Records from a collection -
########

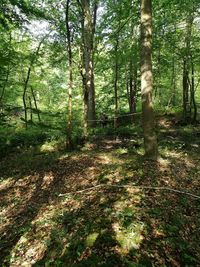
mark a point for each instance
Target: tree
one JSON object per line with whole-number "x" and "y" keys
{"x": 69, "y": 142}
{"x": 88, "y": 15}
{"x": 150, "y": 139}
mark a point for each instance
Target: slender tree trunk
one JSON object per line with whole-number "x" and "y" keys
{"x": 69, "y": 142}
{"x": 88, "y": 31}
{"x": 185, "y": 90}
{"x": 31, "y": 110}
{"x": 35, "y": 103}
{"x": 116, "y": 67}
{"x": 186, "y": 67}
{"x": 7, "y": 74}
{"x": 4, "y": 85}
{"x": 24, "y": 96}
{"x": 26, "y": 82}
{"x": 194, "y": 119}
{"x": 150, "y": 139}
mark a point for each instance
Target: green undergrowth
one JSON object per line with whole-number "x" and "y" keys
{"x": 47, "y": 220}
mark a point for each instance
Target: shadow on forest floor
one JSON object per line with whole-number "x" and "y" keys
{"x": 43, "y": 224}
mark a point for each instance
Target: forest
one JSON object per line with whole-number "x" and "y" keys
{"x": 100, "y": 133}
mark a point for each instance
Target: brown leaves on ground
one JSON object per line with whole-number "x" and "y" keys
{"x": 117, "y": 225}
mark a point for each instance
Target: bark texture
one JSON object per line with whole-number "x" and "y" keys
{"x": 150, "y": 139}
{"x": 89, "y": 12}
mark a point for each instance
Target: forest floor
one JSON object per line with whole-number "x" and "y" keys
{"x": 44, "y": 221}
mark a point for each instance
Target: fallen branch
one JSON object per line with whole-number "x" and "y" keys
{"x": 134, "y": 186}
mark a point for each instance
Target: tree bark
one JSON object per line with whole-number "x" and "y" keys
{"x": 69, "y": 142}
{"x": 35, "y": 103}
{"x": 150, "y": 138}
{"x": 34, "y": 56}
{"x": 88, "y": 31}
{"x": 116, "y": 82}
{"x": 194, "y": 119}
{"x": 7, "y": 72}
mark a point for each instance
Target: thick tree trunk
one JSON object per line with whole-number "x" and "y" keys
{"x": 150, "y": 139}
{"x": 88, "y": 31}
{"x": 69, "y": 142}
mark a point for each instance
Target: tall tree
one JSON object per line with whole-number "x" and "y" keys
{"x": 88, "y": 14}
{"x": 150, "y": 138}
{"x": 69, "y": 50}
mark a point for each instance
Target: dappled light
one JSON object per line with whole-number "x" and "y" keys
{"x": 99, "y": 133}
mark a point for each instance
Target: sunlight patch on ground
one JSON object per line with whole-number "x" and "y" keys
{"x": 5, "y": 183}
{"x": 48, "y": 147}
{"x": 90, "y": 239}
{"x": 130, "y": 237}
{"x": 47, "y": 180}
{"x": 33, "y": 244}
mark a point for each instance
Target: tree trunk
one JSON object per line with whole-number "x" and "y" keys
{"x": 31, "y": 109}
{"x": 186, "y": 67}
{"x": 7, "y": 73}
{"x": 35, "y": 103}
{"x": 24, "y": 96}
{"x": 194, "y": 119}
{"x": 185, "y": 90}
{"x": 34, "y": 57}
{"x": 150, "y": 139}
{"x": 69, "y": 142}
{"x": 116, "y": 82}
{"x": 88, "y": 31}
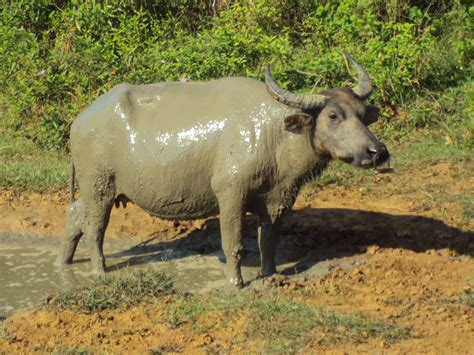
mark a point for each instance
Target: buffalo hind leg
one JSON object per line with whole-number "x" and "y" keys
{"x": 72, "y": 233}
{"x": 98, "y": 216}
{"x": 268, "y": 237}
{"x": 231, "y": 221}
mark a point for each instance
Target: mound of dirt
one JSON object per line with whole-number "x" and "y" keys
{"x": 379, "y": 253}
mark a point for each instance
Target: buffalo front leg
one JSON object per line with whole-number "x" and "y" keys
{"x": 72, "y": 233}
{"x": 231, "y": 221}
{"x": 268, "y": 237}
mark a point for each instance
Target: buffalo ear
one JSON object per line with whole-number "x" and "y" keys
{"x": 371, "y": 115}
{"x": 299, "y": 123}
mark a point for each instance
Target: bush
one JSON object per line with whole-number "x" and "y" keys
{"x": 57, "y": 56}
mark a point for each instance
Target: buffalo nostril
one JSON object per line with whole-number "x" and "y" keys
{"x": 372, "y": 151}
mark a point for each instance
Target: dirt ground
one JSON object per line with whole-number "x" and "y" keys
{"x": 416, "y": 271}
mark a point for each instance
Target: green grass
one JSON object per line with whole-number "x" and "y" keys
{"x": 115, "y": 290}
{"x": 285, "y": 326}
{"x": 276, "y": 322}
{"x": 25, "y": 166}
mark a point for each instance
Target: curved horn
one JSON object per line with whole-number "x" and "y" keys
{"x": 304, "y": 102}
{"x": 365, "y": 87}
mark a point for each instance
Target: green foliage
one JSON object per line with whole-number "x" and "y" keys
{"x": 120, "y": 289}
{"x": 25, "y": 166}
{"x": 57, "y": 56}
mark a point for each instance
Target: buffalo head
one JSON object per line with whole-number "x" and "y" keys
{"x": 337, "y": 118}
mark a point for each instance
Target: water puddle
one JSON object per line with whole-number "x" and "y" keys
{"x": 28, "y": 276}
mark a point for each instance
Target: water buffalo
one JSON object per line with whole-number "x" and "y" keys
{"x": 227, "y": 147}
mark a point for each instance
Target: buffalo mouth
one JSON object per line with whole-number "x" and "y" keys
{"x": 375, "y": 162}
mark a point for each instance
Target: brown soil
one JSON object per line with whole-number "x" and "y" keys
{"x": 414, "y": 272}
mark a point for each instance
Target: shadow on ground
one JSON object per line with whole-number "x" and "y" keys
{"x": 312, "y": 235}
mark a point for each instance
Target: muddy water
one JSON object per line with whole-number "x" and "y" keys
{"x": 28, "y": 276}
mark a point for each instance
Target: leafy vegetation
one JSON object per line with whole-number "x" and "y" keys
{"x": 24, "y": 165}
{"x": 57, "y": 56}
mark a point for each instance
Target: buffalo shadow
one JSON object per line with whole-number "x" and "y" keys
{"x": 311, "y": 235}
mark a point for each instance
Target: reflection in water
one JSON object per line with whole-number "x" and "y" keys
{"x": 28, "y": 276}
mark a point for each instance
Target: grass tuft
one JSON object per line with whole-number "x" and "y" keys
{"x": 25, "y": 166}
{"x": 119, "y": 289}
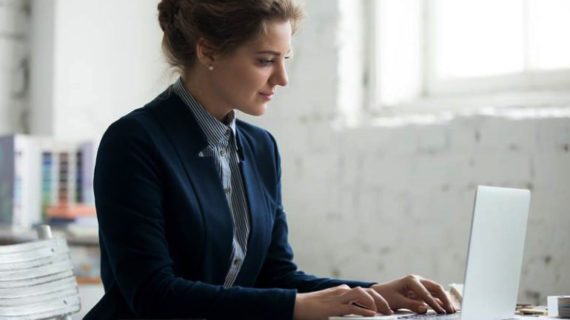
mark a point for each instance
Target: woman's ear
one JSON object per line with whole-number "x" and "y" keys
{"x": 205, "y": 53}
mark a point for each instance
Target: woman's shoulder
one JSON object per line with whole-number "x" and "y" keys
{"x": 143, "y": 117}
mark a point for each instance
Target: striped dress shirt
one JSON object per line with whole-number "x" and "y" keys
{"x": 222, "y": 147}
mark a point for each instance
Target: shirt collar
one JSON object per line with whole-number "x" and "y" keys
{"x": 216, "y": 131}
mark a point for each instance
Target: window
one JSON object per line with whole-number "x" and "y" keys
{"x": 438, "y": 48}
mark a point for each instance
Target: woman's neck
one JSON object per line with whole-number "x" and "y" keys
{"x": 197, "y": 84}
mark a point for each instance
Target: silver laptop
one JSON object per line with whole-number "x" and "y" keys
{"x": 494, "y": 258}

########

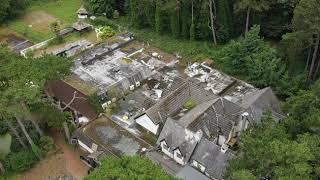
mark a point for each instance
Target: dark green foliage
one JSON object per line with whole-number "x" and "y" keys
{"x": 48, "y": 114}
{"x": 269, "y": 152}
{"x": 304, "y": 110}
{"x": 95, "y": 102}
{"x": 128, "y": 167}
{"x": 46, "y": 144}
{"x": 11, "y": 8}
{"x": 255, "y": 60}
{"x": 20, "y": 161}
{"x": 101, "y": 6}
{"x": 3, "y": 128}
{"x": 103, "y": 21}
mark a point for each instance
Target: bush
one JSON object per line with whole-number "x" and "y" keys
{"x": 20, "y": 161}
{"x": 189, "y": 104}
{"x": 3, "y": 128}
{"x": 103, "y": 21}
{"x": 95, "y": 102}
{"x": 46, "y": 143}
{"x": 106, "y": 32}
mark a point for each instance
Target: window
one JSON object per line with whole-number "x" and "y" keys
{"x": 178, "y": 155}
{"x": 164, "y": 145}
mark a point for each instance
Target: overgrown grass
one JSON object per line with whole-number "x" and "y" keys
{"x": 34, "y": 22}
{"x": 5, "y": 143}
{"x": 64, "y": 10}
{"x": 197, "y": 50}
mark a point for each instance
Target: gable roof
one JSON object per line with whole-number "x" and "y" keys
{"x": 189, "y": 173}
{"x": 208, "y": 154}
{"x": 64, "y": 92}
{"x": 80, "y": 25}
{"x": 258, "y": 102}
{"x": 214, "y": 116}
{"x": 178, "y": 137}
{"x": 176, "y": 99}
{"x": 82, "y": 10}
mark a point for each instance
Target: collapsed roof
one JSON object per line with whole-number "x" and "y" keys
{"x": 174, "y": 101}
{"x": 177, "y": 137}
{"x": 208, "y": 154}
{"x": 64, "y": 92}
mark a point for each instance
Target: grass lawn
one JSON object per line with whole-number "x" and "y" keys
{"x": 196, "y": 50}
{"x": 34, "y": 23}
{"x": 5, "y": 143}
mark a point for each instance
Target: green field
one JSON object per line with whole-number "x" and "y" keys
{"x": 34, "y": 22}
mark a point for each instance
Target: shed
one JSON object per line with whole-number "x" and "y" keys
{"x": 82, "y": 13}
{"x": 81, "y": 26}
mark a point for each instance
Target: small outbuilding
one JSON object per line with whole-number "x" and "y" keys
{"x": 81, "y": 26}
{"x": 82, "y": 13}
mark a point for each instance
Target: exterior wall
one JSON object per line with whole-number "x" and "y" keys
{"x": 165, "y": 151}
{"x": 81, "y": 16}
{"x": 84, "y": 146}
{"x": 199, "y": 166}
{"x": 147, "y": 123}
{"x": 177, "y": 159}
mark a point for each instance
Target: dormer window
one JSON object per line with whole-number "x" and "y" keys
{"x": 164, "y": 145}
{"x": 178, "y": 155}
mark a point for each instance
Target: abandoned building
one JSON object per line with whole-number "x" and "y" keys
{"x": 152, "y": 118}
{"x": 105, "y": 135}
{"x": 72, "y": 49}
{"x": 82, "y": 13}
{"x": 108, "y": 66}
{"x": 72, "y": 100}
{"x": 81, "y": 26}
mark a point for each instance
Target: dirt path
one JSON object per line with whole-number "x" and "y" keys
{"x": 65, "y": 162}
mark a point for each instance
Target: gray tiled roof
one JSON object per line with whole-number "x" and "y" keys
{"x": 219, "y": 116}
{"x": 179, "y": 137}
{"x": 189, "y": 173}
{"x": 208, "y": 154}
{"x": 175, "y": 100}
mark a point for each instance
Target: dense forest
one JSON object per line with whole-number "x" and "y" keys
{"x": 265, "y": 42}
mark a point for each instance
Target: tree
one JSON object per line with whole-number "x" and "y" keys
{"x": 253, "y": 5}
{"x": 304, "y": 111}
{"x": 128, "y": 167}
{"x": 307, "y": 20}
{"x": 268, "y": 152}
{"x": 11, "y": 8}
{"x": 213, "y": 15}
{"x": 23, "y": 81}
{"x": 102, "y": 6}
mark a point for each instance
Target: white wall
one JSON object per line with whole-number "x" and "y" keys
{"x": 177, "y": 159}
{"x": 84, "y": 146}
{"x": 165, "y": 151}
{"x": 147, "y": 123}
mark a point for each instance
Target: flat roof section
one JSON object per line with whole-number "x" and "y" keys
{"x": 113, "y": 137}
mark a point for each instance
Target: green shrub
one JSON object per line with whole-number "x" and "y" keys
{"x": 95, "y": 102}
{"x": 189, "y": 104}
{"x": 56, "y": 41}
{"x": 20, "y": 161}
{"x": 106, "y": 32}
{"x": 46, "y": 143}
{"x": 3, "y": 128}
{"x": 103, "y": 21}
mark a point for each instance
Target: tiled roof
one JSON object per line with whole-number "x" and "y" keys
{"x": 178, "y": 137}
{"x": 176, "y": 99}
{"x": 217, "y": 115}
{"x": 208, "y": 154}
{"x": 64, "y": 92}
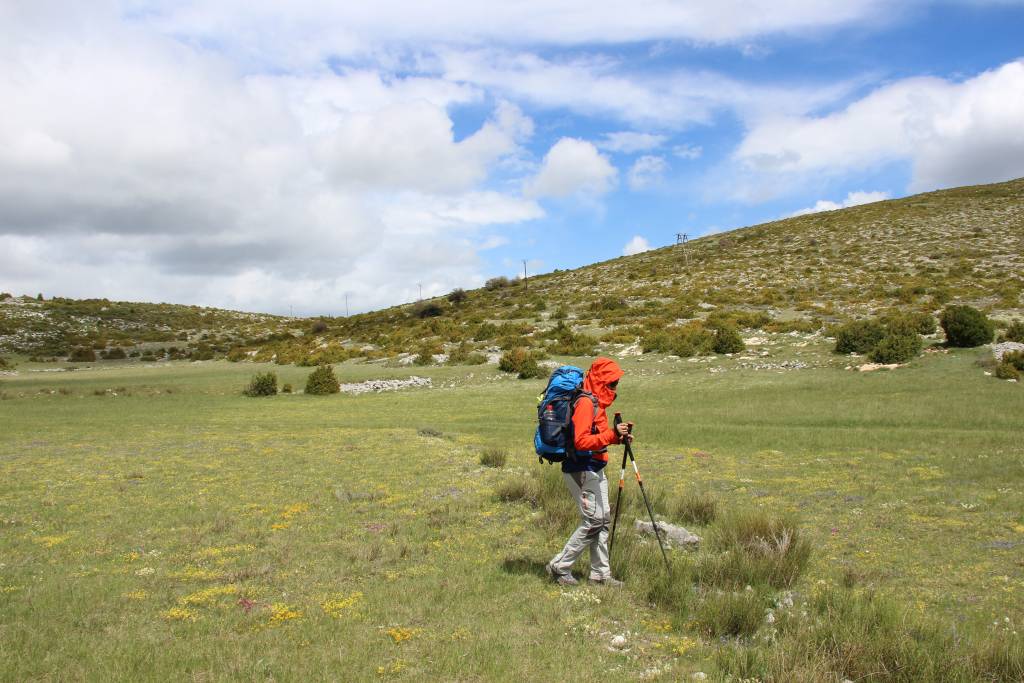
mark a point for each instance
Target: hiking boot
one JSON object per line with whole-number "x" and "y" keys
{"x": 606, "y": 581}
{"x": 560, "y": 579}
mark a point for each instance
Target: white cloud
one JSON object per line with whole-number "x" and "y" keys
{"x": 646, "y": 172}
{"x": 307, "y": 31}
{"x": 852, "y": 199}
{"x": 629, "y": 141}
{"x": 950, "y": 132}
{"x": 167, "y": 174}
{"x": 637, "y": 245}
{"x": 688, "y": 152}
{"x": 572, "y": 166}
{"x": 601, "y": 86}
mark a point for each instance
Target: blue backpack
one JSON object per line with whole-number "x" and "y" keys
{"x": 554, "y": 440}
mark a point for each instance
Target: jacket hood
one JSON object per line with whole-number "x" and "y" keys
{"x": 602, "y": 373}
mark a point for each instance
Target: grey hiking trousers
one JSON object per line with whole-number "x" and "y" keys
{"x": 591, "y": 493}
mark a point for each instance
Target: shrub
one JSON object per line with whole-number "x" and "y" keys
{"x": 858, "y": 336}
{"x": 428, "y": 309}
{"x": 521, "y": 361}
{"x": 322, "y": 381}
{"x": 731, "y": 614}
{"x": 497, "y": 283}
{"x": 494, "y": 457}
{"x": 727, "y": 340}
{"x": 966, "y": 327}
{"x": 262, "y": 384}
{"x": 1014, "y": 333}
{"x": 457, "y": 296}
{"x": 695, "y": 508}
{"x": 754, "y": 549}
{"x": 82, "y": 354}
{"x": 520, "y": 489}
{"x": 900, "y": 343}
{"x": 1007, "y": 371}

########

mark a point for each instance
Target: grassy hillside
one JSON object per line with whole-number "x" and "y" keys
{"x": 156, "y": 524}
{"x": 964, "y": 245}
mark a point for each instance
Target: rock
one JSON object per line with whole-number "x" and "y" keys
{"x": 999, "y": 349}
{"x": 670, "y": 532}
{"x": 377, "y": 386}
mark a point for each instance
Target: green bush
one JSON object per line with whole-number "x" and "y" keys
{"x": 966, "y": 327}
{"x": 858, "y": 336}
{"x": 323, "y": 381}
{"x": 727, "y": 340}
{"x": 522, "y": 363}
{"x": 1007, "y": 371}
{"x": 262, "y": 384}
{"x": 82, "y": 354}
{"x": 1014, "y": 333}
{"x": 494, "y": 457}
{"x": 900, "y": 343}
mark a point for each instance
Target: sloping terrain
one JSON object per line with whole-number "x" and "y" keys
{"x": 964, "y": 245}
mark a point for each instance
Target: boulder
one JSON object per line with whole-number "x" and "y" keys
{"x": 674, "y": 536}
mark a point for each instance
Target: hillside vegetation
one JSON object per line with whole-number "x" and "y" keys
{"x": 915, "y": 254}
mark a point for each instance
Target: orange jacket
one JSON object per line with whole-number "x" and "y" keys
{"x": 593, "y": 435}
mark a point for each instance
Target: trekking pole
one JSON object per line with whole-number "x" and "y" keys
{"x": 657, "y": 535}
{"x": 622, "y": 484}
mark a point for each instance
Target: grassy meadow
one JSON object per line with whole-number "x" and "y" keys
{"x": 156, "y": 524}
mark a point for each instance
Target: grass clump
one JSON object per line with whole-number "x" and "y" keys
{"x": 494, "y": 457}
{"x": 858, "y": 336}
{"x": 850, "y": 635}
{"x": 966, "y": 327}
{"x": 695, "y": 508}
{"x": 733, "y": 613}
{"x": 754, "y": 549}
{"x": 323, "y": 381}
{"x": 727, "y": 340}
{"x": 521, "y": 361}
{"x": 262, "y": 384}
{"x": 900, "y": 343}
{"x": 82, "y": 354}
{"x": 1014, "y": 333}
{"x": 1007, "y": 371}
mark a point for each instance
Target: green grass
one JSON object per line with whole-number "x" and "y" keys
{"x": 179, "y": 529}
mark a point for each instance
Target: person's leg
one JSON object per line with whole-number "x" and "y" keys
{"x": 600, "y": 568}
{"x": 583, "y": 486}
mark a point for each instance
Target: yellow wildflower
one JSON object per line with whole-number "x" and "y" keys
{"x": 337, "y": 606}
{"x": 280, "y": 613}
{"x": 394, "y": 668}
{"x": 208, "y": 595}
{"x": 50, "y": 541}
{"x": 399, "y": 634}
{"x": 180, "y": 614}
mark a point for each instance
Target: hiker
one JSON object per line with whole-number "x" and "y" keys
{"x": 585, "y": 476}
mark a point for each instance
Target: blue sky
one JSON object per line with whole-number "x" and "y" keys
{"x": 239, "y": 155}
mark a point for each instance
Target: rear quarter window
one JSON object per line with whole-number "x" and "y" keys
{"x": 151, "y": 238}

########

AIM OF THE EXERCISE - How many lines of the entries above contain the string "white", matching case exactly? Give only the number.

RESPONSE - 2